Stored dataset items
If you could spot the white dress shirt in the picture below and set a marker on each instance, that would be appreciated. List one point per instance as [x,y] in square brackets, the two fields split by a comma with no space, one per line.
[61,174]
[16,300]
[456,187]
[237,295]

AIM OF THE EXERCISE
Return all the lines shown above, precisely as they stand.

EXERCISE RESULT
If you could spot the white dress shirt in the picture below and set a marker on each instance, that would be appreciated. List one point per instance as [x,y] in square brackets, the two fields split by a comma with no space, one per line.
[61,174]
[16,300]
[456,187]
[237,295]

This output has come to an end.